Re: Issues arising from not reparsing

On Sat, 17 Oct 2009 11:40:48 +0300, Simon Pieters <simonp@opera.com> wrote:

>> We still need the <!--/--> magic nonsense in other elements, right? Like
>> <textarea><!--</textarea>--></textarea>?
>
> No, I think only script needs the magic.

Short story: confirmed.


Long story:

http://philip.html5.org/data/cdata-containing-self-close.txt

This contains the textContent of textarea, xmp etc elements from Philip's  
dotbot sites, using the V.nu HTML parser, for elements that contain the  
string "</xmp" for xmp and so forth.

For RCDATA elements, there are some false positives because the site could  
have used &lt;/textarea instead of </textarea, but it's easy to exclude  
these by looking at whether they're inside an escaped text span or not.

http://simon.html5.org/dump/cdata-containing-self-close.xml is the same  
data but with a set of alternative style sheets (one for each element) so  
I could analyze it easily.


<title>
26 occurrences, some of which &lt; false positives. Looks like encoding  
problem eating the "<" character in "</title", which puts the rest of the  
file inside the title. Solvable by getting the encoding right.


<textarea>
Just &lt; false positives.


<noscript>
It looks like V.nu was run with "scripting disabled" so <noscript> was  
parsed as PCDATA. The occurrences here are cases like  
<noscript><iframe></noscript>. These are useless for the purposes of this  
research.

________

Required tasks.
[1] Retype the stretch of the post about reparsing from "This contains the" through "span or not.".
[2] Summarize the post about reparsing in two sentences.
[3] Carry on the post about reparsing from the point where it stops.

________

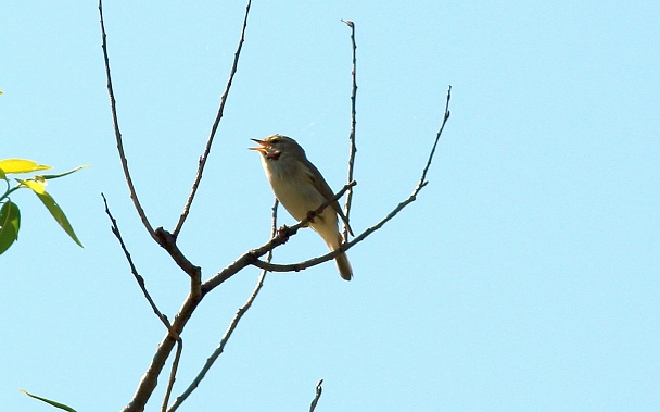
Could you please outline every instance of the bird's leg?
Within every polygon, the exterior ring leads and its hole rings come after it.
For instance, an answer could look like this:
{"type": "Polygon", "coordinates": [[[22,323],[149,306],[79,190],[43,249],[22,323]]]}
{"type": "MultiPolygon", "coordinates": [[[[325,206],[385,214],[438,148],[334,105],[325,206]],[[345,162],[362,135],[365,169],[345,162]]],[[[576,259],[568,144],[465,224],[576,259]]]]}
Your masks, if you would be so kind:
{"type": "Polygon", "coordinates": [[[281,225],[280,228],[277,229],[276,236],[282,241],[282,244],[285,244],[287,240],[289,240],[289,226],[281,225]]]}

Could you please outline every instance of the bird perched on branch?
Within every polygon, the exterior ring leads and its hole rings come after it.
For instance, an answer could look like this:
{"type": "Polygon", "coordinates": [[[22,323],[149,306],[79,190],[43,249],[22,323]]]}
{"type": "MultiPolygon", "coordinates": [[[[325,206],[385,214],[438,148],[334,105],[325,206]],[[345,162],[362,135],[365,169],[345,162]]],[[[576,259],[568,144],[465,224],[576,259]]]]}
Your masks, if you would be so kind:
{"type": "MultiPolygon", "coordinates": [[[[309,214],[321,203],[334,197],[334,192],[318,168],[307,160],[305,150],[292,138],[271,135],[264,140],[252,139],[259,147],[250,148],[262,154],[262,165],[275,192],[275,197],[297,221],[309,219],[309,226],[320,235],[330,250],[339,249],[343,241],[339,233],[338,215],[353,235],[348,221],[339,203],[333,201],[320,214],[309,214]]],[[[334,258],[339,274],[345,280],[353,277],[353,269],[346,253],[334,258]]]]}

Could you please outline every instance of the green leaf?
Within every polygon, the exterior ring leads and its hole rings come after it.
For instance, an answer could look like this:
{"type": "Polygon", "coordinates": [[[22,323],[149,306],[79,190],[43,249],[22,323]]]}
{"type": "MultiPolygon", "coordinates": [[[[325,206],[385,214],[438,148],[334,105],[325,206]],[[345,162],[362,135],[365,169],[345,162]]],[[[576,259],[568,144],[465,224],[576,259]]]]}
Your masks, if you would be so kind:
{"type": "Polygon", "coordinates": [[[33,179],[16,180],[33,189],[37,197],[39,197],[39,200],[41,200],[41,203],[43,203],[46,209],[48,209],[50,214],[54,217],[55,222],[58,222],[58,224],[64,229],[64,232],[66,232],[66,234],[71,236],[71,238],[74,239],[74,241],[78,244],[79,247],[82,248],[84,246],[80,240],[78,240],[78,237],[76,236],[74,228],[71,226],[71,223],[68,223],[68,219],[66,219],[66,215],[64,214],[62,209],[60,209],[60,207],[55,202],[55,199],[53,199],[52,196],[50,196],[46,191],[46,184],[43,182],[37,182],[33,179]]]}
{"type": "Polygon", "coordinates": [[[55,402],[54,400],[50,400],[50,399],[46,399],[46,398],[41,398],[41,397],[39,397],[39,396],[36,396],[36,395],[33,395],[33,394],[28,392],[27,390],[23,390],[23,389],[21,389],[21,391],[22,391],[23,394],[27,395],[27,396],[28,396],[28,397],[30,397],[30,398],[38,399],[38,400],[40,400],[40,401],[42,401],[42,402],[46,402],[46,403],[48,403],[48,404],[50,404],[50,405],[52,405],[52,407],[55,407],[55,408],[59,408],[59,409],[63,409],[63,410],[68,411],[68,412],[76,412],[76,410],[75,410],[75,409],[73,409],[73,408],[71,408],[71,407],[67,407],[67,405],[65,405],[64,403],[60,403],[60,402],[55,402]]]}
{"type": "Polygon", "coordinates": [[[8,200],[0,208],[0,254],[18,239],[21,228],[21,212],[16,203],[8,200]]]}
{"type": "Polygon", "coordinates": [[[46,180],[52,180],[52,179],[58,178],[58,177],[71,175],[72,173],[78,172],[80,168],[85,168],[85,167],[89,167],[89,164],[86,164],[84,166],[78,166],[78,167],[76,167],[74,170],[71,170],[68,172],[60,173],[59,175],[40,175],[40,177],[43,178],[43,179],[46,179],[46,180]]]}
{"type": "Polygon", "coordinates": [[[46,164],[39,164],[27,159],[4,159],[0,160],[0,168],[5,174],[30,173],[36,171],[47,171],[52,168],[46,164]]]}

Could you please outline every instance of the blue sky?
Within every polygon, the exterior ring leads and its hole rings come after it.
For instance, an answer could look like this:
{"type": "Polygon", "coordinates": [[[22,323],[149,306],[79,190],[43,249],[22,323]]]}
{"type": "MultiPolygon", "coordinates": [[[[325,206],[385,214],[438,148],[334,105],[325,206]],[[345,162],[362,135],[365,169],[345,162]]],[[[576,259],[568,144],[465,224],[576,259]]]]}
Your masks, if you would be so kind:
{"type": "MultiPolygon", "coordinates": [[[[189,192],[244,2],[106,1],[125,148],[154,226],[189,192]]],[[[357,26],[352,226],[405,199],[452,117],[418,200],[332,263],[271,274],[181,411],[652,411],[660,404],[660,9],[655,2],[261,2],[205,178],[179,239],[204,278],[262,245],[272,195],[249,138],[297,139],[339,189],[357,26]]],[[[118,410],[164,335],[112,236],[170,317],[188,279],[147,235],[115,149],[97,4],[0,13],[0,158],[66,171],[49,186],[85,249],[20,192],[1,259],[0,399],[18,389],[118,410]]],[[[293,223],[283,211],[283,223],[293,223]]],[[[325,253],[310,230],[277,262],[325,253]]],[[[210,295],[183,334],[175,396],[258,271],[210,295]]],[[[148,410],[160,408],[165,377],[148,410]]]]}

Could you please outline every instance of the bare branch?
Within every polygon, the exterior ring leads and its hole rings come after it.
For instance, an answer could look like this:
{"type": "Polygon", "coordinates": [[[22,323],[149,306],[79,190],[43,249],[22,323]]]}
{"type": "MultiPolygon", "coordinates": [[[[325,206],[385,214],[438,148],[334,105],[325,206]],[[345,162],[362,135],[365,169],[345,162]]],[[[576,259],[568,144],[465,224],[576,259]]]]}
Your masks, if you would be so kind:
{"type": "Polygon", "coordinates": [[[314,410],[316,409],[316,404],[318,403],[318,400],[321,397],[321,392],[323,391],[323,387],[321,386],[322,384],[323,384],[323,379],[320,379],[316,384],[316,395],[315,395],[314,399],[312,400],[312,404],[309,405],[309,412],[314,412],[314,410]]]}
{"type": "Polygon", "coordinates": [[[101,18],[101,48],[103,49],[103,61],[105,63],[105,77],[107,78],[107,95],[110,96],[110,109],[112,111],[112,123],[115,128],[115,138],[117,140],[117,151],[119,152],[119,159],[122,160],[122,167],[124,168],[124,177],[126,177],[126,183],[128,184],[128,191],[130,192],[130,198],[132,199],[132,204],[136,207],[138,211],[138,215],[142,221],[142,224],[149,232],[151,237],[155,238],[153,227],[149,223],[147,219],[147,214],[140,204],[140,200],[138,199],[138,193],[136,192],[136,188],[134,187],[132,179],[130,178],[130,172],[128,171],[128,160],[126,160],[126,154],[124,153],[124,143],[122,141],[122,133],[119,132],[119,121],[117,120],[117,107],[115,101],[115,93],[112,88],[112,78],[110,76],[110,59],[107,58],[107,39],[105,35],[105,24],[103,23],[103,3],[102,0],[99,0],[99,16],[101,18]]]}
{"type": "MultiPolygon", "coordinates": [[[[272,204],[272,220],[271,220],[272,224],[270,225],[270,237],[274,237],[275,234],[277,233],[277,207],[278,207],[278,204],[279,204],[278,200],[275,199],[275,203],[272,204]]],[[[270,262],[271,258],[272,258],[272,250],[268,251],[268,257],[266,258],[266,262],[270,262]]],[[[256,299],[256,296],[258,295],[259,290],[262,290],[262,286],[264,286],[264,279],[266,278],[266,273],[267,273],[267,271],[262,271],[262,273],[259,274],[259,277],[256,282],[256,286],[254,287],[254,290],[252,291],[252,295],[250,295],[250,298],[248,298],[248,301],[245,302],[245,304],[243,304],[236,312],[236,315],[229,323],[229,327],[223,335],[223,338],[220,339],[220,342],[218,344],[217,348],[213,351],[213,353],[208,357],[208,359],[206,359],[206,363],[204,364],[204,366],[202,367],[202,370],[200,371],[198,376],[195,376],[195,378],[188,386],[188,388],[183,391],[183,394],[181,394],[175,400],[175,402],[168,409],[168,412],[176,411],[179,408],[179,405],[181,403],[183,403],[183,401],[190,396],[190,394],[192,394],[192,391],[198,388],[198,386],[200,385],[200,383],[202,382],[204,376],[206,376],[206,372],[208,372],[208,370],[215,363],[215,361],[218,359],[218,357],[225,351],[225,346],[227,345],[227,341],[231,337],[231,334],[233,333],[233,330],[239,325],[241,317],[243,317],[245,312],[248,312],[248,310],[252,307],[254,299],[256,299]]]]}
{"type": "Polygon", "coordinates": [[[177,370],[179,369],[179,360],[181,359],[181,351],[183,350],[183,341],[180,337],[177,344],[177,352],[174,355],[174,361],[172,362],[172,371],[169,371],[169,380],[167,382],[167,389],[165,390],[163,403],[161,404],[161,412],[165,412],[167,410],[167,403],[169,403],[172,388],[174,387],[174,383],[177,379],[177,370]]]}
{"type": "MultiPolygon", "coordinates": [[[[348,139],[351,140],[351,152],[348,154],[348,182],[353,182],[353,168],[355,165],[355,153],[357,152],[357,147],[355,146],[355,99],[357,96],[357,82],[356,82],[356,50],[357,46],[355,45],[355,23],[350,20],[342,20],[348,27],[351,27],[351,42],[353,45],[353,70],[351,71],[351,77],[353,79],[353,88],[351,90],[351,135],[348,139]]],[[[344,204],[344,214],[346,215],[346,221],[350,220],[351,214],[351,202],[353,200],[353,189],[348,190],[346,195],[346,203],[344,204]]],[[[348,226],[344,223],[344,241],[348,240],[348,226]]]]}
{"type": "Polygon", "coordinates": [[[190,212],[190,207],[192,205],[192,200],[194,199],[194,195],[198,191],[198,187],[200,186],[200,182],[202,180],[202,173],[204,172],[204,166],[206,165],[206,159],[208,159],[208,153],[211,153],[211,145],[213,145],[213,138],[215,137],[215,133],[218,129],[220,124],[220,120],[223,118],[223,112],[225,111],[225,103],[227,102],[227,97],[229,96],[229,89],[231,88],[231,83],[233,82],[233,75],[237,72],[239,65],[239,58],[241,55],[241,49],[243,48],[243,42],[245,41],[245,28],[248,27],[248,15],[250,14],[250,5],[252,4],[252,0],[248,0],[248,5],[245,7],[245,16],[243,18],[243,28],[241,29],[241,38],[239,40],[239,46],[233,54],[233,64],[231,66],[231,72],[229,73],[229,79],[227,80],[227,86],[225,87],[225,92],[220,98],[220,107],[218,109],[218,114],[215,117],[215,122],[213,123],[213,127],[211,127],[211,135],[208,136],[208,140],[206,141],[206,148],[204,149],[204,154],[200,158],[200,164],[198,166],[198,174],[194,178],[194,183],[192,184],[192,189],[190,190],[190,195],[188,196],[188,200],[186,201],[186,205],[183,207],[183,212],[181,212],[181,216],[179,216],[179,222],[174,229],[174,237],[176,238],[181,232],[181,227],[183,226],[183,222],[188,217],[188,213],[190,212]]]}
{"type": "Polygon", "coordinates": [[[147,298],[147,301],[151,305],[153,312],[156,314],[156,316],[158,316],[161,322],[163,322],[163,324],[165,325],[167,330],[169,330],[172,336],[177,339],[179,337],[178,334],[172,329],[172,325],[169,324],[167,316],[165,316],[156,307],[155,302],[151,298],[151,295],[149,295],[149,291],[147,290],[147,286],[144,285],[144,278],[138,273],[136,265],[132,263],[130,253],[128,252],[128,249],[126,249],[126,245],[124,244],[124,239],[122,238],[122,234],[119,233],[119,226],[117,226],[117,221],[114,219],[114,216],[110,212],[110,209],[107,208],[107,200],[105,199],[105,195],[101,193],[101,197],[103,197],[103,203],[105,203],[105,214],[107,214],[107,216],[110,217],[110,222],[112,223],[111,230],[113,235],[115,235],[117,240],[119,240],[119,246],[122,246],[122,250],[124,251],[126,260],[128,261],[128,265],[130,266],[130,273],[132,273],[134,277],[138,282],[138,285],[140,286],[140,289],[142,289],[142,294],[144,295],[144,298],[147,298]]]}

________

Solved tasks.
[1]
This contains the textContent of textarea, xmp etc elements from Philip's  
dotbot sites, using the V.nu HTML parser, for elements that contain the  
string "</xmp" for xmp and so forth.

For RCDATA elements, there are some false positives because the site could  
have used &lt;/textarea instead of </textarea, but it's easy to exclude  
these by looking at whether they're inside an escaped text span or not.

[2] The post confirms that only script needs the <!--/--> magic. It bases this on data from Philip's dotbot sites, gathered with the V.nu HTML parser, in which title occurrences trace to an encoding problem, textarea occurrences are only &lt; false positives, and noscript occurrences are useless because scripting was disabled.

[3]
<noframes>
One occurrence, which has  
<noframes><body><script><!--...</script></body></noframes></html>, so  
would be fine either way but would be theoretically nicer to not support  
escapedness.


<style>
52 occurrences.

Most are of the pattern <style><!--...</style>...more markup..., which  
means style shouldn't have escapedness. Having escapedness can eat up the  
rest of the page for some of these pages, which is really bad. Examples:
sonidos.lopeor.com/sonidos/?pnum=5&id_cat=6&ord=1
www.pornotubeitalia.com/200709/anteprima-video-di-anzia.php
www.geomatics.ncku.edu.tw/download/.soft/6/Buying-xanax.html
www.itarunsearch.com/willowxx400/nikki.html
etc (those were just from the first 9)

www.kaneva.com/channel/Whistler.people includes bogus markup in the middle  
of an escaped style block.

www.thecomeupboard.com/forum/showthread.php?t=7436&page=6 includes a  
"nested" style block, like so  
<style><!--...<style><!--...--!></style>--></style>.

www.arabshome.com/vb/showthread.php?t=2517 has  
<style><!--...</style>...--></style> where ... is CSS that seems to be  
intended to be applied; this seems incompatible with the common pattern of  
just forgetting the trailing -->.

Some pages like  
www.cuentayrazon.org/modules.php?op=modload&name=Publications&file=index&p_op=showtopic&secid=17&topicid=37  
have some Word HTML inside <style>.

www.mudherclub.com/forum/showthread.php?t=1922
tl4demo.com/vb/calendar.php?do=add&c=1&day=2008-9-7
www.w15w.com/vb/showthread.php?goto=lastpost&t=48162
bbs.panhwa.info/forum/userinfo.asp?name=trueallen
have <style><!--...</style>--></style>, which would show the characters  
--> without escapedness; incompatible with the common pattern.

kraftylibrarian.com/2005_01_01_archive.html is interesting: it has  
<style><!--...</style><!-- --><style>@import ...</style>.

holdon.blog.hr/2007/05/1622690040/hoces-li-se-sjetit.html has  
<style>...<style><!--...</style><!-- --></style>. Works equally good with  
or without escapedness.

70030.netministry.com/apps/articles/default.asp?articleid=34628&columnid=3803  
has <style>...<!--[if IE]><style>...</style><![endif]--></style>. I'm  
pretty sure conditional comments don't work inside <style> in IE. Works  
equally good with or without escapedness.


<xmp>
No occurrences.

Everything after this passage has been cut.